[Items from a data source]
%%

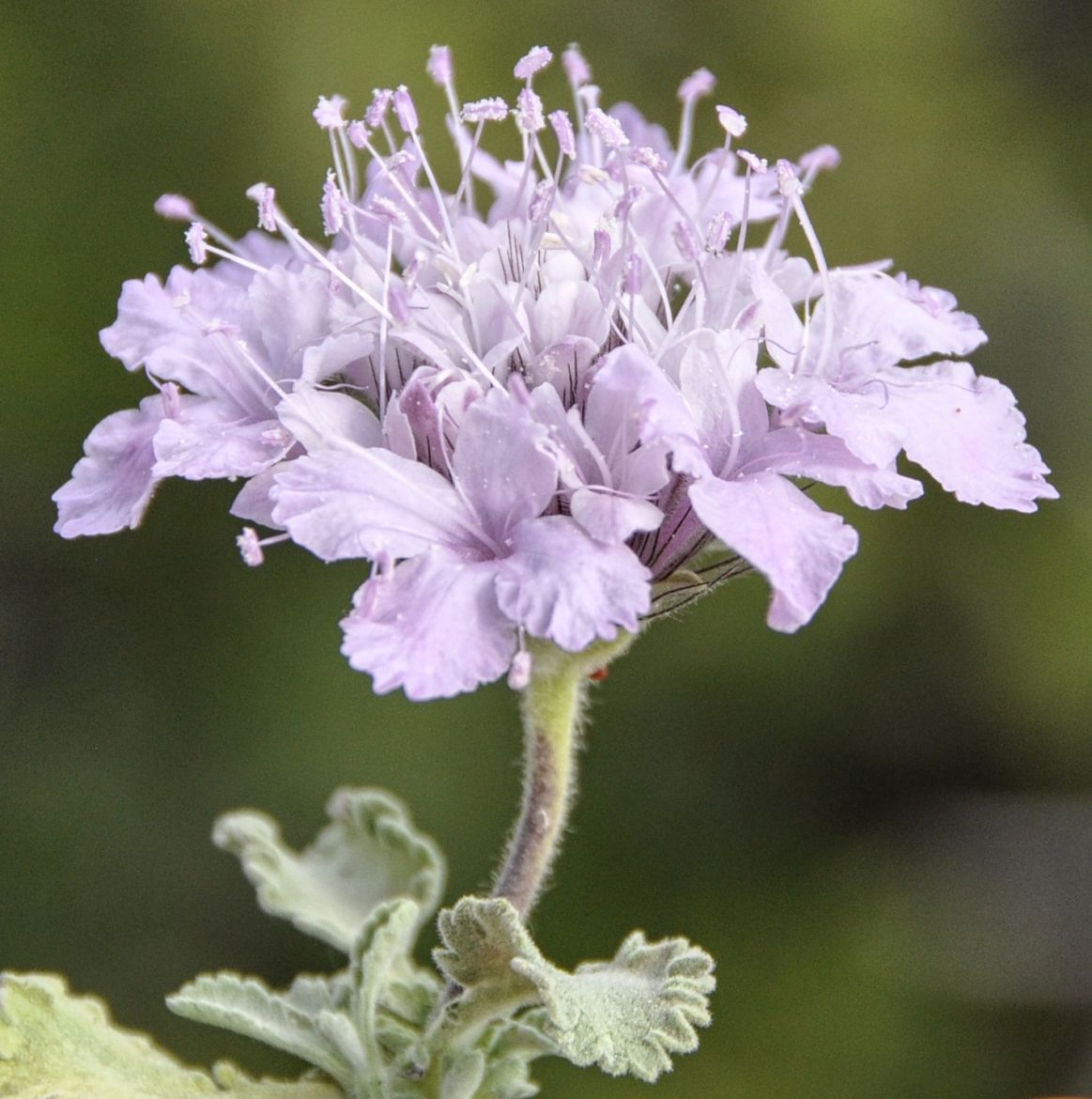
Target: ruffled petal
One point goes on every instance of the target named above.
(503, 465)
(798, 547)
(368, 503)
(112, 485)
(562, 585)
(431, 627)
(968, 433)
(611, 518)
(796, 452)
(318, 418)
(205, 440)
(291, 314)
(658, 409)
(878, 321)
(963, 428)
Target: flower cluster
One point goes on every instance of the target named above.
(535, 420)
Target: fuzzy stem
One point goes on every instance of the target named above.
(551, 708)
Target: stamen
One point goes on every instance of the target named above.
(492, 109)
(734, 123)
(699, 84)
(197, 243)
(518, 673)
(266, 198)
(648, 159)
(439, 65)
(717, 232)
(251, 545)
(608, 130)
(405, 110)
(376, 115)
(533, 62)
(250, 548)
(577, 70)
(331, 206)
(330, 111)
(529, 112)
(562, 130)
(790, 187)
(172, 400)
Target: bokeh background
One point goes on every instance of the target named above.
(881, 828)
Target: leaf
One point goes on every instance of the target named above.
(249, 1007)
(479, 939)
(627, 1014)
(369, 853)
(54, 1045)
(383, 945)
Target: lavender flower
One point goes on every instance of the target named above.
(551, 418)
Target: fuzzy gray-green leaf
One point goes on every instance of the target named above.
(246, 1006)
(54, 1045)
(631, 1014)
(369, 853)
(480, 938)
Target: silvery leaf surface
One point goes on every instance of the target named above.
(247, 1007)
(369, 853)
(55, 1045)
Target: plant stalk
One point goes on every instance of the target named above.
(551, 708)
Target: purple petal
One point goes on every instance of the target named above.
(368, 503)
(147, 316)
(611, 518)
(320, 418)
(798, 547)
(206, 440)
(567, 309)
(968, 433)
(562, 585)
(879, 321)
(860, 418)
(254, 503)
(502, 464)
(431, 627)
(639, 386)
(796, 452)
(112, 485)
(291, 312)
(964, 430)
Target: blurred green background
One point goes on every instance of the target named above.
(881, 828)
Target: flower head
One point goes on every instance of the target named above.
(546, 412)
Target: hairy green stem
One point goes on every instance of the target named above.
(551, 706)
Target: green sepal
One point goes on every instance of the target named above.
(369, 853)
(285, 1021)
(627, 1014)
(54, 1045)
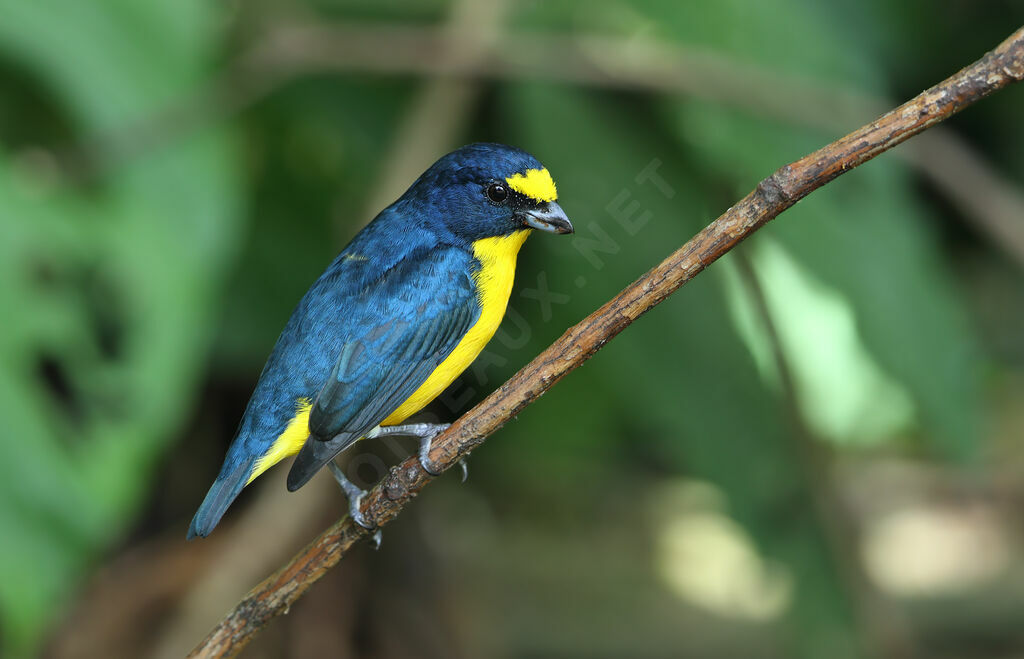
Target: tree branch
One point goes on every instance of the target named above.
(772, 195)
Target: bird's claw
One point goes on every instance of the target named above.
(354, 495)
(425, 441)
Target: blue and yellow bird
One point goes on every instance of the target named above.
(392, 321)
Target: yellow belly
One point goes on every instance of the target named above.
(494, 286)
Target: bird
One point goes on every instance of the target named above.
(394, 318)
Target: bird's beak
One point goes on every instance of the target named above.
(550, 217)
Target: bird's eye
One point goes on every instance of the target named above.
(498, 192)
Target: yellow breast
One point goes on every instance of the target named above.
(494, 286)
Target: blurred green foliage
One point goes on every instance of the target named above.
(136, 256)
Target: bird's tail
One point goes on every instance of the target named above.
(223, 491)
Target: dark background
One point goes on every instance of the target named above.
(813, 449)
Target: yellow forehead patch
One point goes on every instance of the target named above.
(536, 183)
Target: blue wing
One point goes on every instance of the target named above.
(403, 327)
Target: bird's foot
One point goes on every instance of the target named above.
(354, 495)
(426, 434)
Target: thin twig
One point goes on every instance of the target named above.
(285, 52)
(773, 195)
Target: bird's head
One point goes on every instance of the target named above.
(483, 190)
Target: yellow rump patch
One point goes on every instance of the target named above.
(289, 442)
(536, 183)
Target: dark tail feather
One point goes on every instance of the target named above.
(314, 454)
(221, 494)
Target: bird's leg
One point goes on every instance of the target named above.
(425, 433)
(354, 495)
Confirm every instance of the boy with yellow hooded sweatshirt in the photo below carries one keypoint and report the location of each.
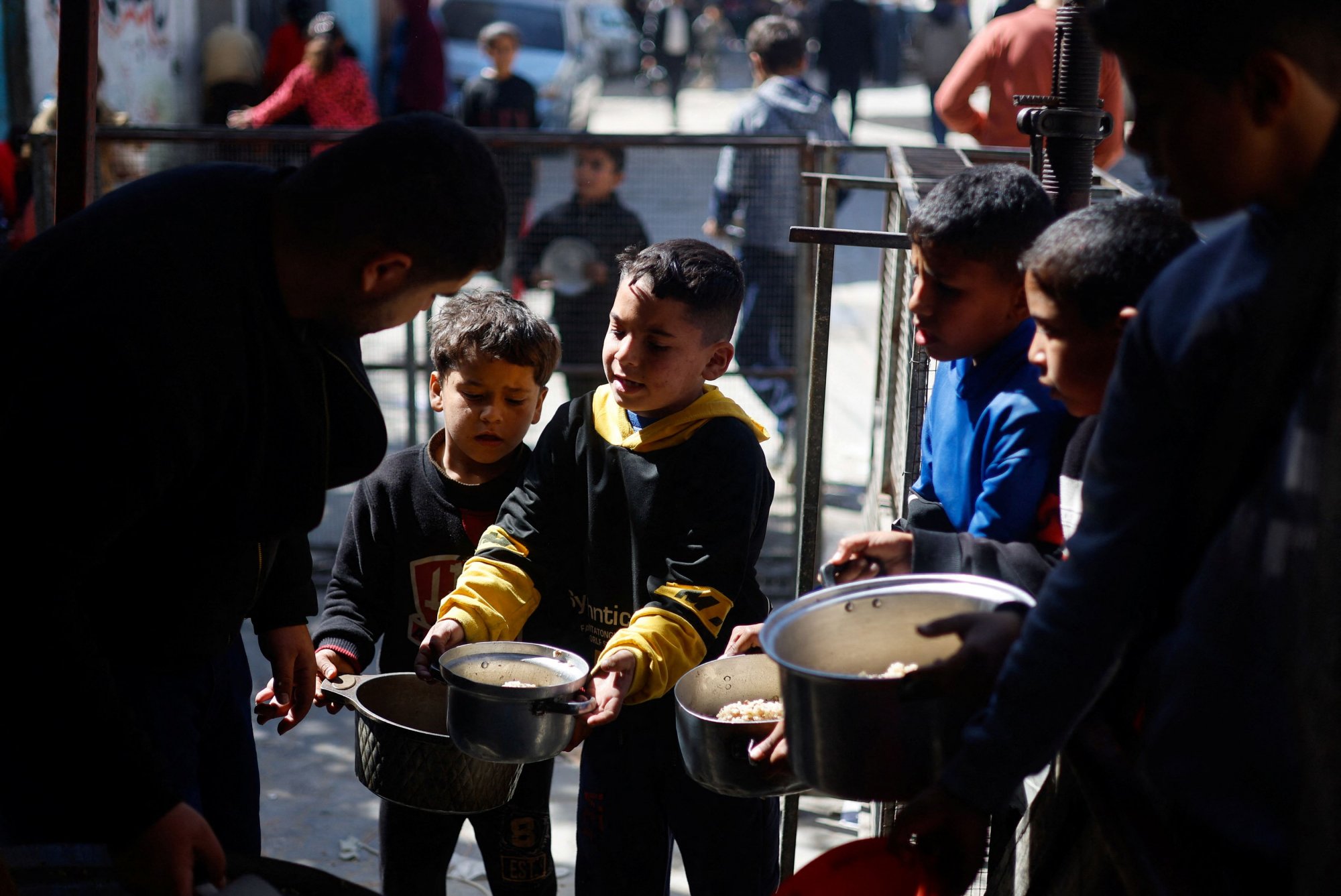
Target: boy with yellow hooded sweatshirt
(634, 541)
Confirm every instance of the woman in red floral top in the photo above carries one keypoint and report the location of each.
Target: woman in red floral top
(329, 84)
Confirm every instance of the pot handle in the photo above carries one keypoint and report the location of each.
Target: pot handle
(341, 690)
(565, 707)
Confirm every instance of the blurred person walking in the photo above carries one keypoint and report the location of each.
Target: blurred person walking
(939, 40)
(285, 52)
(670, 30)
(758, 184)
(1013, 56)
(711, 36)
(847, 50)
(500, 97)
(415, 77)
(329, 84)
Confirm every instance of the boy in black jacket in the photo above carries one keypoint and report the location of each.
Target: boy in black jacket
(1083, 279)
(596, 215)
(634, 541)
(411, 526)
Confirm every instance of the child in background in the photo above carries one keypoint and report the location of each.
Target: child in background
(498, 97)
(758, 183)
(501, 99)
(596, 215)
(329, 84)
(634, 541)
(1083, 279)
(1210, 497)
(992, 430)
(411, 526)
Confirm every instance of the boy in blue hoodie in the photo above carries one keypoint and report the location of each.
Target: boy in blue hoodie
(992, 430)
(757, 180)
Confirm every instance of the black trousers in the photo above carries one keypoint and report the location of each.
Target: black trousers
(635, 797)
(514, 841)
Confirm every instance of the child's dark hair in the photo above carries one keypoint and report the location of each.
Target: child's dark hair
(695, 273)
(495, 30)
(478, 325)
(780, 42)
(1103, 258)
(988, 214)
(420, 184)
(611, 151)
(1216, 41)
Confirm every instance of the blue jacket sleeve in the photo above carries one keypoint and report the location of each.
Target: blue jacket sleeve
(1017, 472)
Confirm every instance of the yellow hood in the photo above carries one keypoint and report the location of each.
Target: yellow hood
(612, 423)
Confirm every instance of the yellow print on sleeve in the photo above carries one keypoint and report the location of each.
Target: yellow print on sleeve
(707, 604)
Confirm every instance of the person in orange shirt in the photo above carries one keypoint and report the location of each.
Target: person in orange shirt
(1013, 56)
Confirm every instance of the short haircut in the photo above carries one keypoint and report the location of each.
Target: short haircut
(695, 273)
(495, 30)
(780, 42)
(611, 151)
(487, 325)
(1216, 41)
(1103, 258)
(420, 184)
(986, 214)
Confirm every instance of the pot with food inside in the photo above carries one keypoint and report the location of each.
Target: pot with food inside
(864, 720)
(403, 750)
(723, 708)
(512, 700)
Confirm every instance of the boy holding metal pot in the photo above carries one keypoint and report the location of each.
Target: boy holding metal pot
(1083, 279)
(411, 526)
(634, 541)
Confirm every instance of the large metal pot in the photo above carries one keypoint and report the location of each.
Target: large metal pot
(859, 737)
(717, 754)
(404, 753)
(495, 720)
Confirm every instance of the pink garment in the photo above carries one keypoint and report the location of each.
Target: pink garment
(340, 99)
(1013, 54)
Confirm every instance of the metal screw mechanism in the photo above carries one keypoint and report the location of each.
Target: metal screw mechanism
(1072, 119)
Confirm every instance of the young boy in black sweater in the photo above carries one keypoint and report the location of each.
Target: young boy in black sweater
(411, 526)
(634, 541)
(596, 215)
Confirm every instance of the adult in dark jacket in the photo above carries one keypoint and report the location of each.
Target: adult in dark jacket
(846, 48)
(223, 396)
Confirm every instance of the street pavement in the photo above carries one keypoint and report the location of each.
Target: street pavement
(314, 812)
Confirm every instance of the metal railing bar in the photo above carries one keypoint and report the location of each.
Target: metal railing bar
(837, 237)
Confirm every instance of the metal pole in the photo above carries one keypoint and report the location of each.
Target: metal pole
(77, 105)
(411, 385)
(791, 813)
(808, 533)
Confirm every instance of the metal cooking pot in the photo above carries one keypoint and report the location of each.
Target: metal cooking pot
(404, 753)
(717, 754)
(491, 720)
(864, 738)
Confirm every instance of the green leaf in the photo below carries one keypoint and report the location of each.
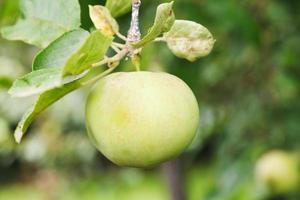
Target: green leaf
(118, 7)
(5, 82)
(92, 51)
(59, 51)
(44, 21)
(44, 100)
(36, 82)
(74, 52)
(51, 96)
(189, 40)
(103, 20)
(163, 22)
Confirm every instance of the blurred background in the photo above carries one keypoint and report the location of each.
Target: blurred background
(248, 89)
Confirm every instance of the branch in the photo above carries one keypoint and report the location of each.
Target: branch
(134, 34)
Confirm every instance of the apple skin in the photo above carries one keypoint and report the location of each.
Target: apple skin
(141, 119)
(278, 171)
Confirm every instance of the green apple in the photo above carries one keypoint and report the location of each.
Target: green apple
(141, 119)
(278, 171)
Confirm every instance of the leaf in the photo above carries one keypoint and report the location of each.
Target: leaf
(5, 82)
(103, 20)
(36, 82)
(118, 7)
(51, 96)
(189, 40)
(44, 100)
(92, 51)
(74, 52)
(163, 22)
(44, 21)
(59, 51)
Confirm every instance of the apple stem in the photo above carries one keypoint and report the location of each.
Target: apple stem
(134, 34)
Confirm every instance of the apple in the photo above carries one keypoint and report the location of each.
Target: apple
(141, 119)
(278, 171)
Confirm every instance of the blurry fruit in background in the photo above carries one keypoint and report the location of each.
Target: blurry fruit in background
(278, 171)
(141, 119)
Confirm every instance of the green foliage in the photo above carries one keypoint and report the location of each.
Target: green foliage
(103, 20)
(163, 22)
(189, 40)
(248, 90)
(118, 7)
(57, 69)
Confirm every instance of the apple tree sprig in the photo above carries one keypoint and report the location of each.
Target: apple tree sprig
(72, 57)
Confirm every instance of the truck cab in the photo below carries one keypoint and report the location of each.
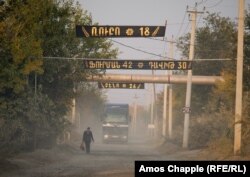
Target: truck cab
(115, 123)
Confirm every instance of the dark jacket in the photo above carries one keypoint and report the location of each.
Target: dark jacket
(87, 136)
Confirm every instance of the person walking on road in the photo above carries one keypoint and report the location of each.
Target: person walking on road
(87, 138)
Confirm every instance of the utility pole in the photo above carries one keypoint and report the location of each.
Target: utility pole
(170, 103)
(239, 78)
(152, 122)
(189, 79)
(165, 98)
(134, 123)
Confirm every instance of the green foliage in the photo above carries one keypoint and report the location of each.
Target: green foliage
(211, 116)
(29, 31)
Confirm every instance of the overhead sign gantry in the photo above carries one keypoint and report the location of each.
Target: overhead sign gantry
(138, 64)
(120, 31)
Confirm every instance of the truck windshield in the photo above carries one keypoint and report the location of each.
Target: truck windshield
(116, 118)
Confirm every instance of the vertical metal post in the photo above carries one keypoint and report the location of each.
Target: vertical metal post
(189, 81)
(165, 98)
(239, 78)
(170, 104)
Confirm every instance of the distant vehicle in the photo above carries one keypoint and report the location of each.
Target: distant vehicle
(115, 124)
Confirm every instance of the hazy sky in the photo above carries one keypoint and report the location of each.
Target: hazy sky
(151, 12)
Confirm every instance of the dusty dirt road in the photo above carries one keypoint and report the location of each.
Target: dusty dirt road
(105, 160)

%%

#### WRITTEN TASK:
Please reproduce nothing but the lines from the one containing "Confirm every instance of the apple tree" through the closing line of the listing, retyped word for word, pictures excluded.

#### ANSWER TO THE EXERCISE:
Confirm every instance of the apple tree sprig in the photo above carries one keypoint and report the location of each.
Target: apple tree sprig
(72, 57)
Confirm every instance of the truck cab in the photo below carries one keypoint and report the location of each.
Target: truck cab
(115, 123)
Confirm every instance of the dark jacket in the photo above carries one keypoint and report the location of each.
Target: dark jacket
(87, 136)
Confirm every instance of the person walking on road in the photo above carries one keypoint and report the location of each.
Target: person walking on road
(87, 138)
Confirm every instance of the utility pole in the photo above carries one keypoint and report the location of each.
Target: utility pole
(170, 103)
(239, 78)
(152, 122)
(189, 79)
(165, 98)
(134, 123)
Confirm every instance of the green foliage in the photo above carries one keypoint and report the location of each.
Target: green foliage
(211, 116)
(29, 31)
Confirm every instance of the overhead sign gantry in the photo above carries one keypoint and report the location of each.
Target: overhead sign gantry
(138, 64)
(120, 31)
Confirm every instance of the truck windshield in the photo above carries one keypoint and report the location of each.
Target: truck windshield
(116, 118)
Confirm every instance of the vertical metal post in the photo above carries one keypoint and report the location of each.
Target: vertical metal post
(189, 81)
(165, 98)
(239, 78)
(170, 104)
Confirm every instance of the distant vehicle in the photo above carries one keypoint and report the location of each.
Target: distant vehicle
(115, 124)
Confirm every instance of the hazy sky in the photo above carries one keypoint and report the location of each.
Target: hazy sky
(151, 12)
Confirm every instance of the dusty dirt road in the photo above carries one keypoint and report the location of each.
Target: dusty dirt road
(105, 160)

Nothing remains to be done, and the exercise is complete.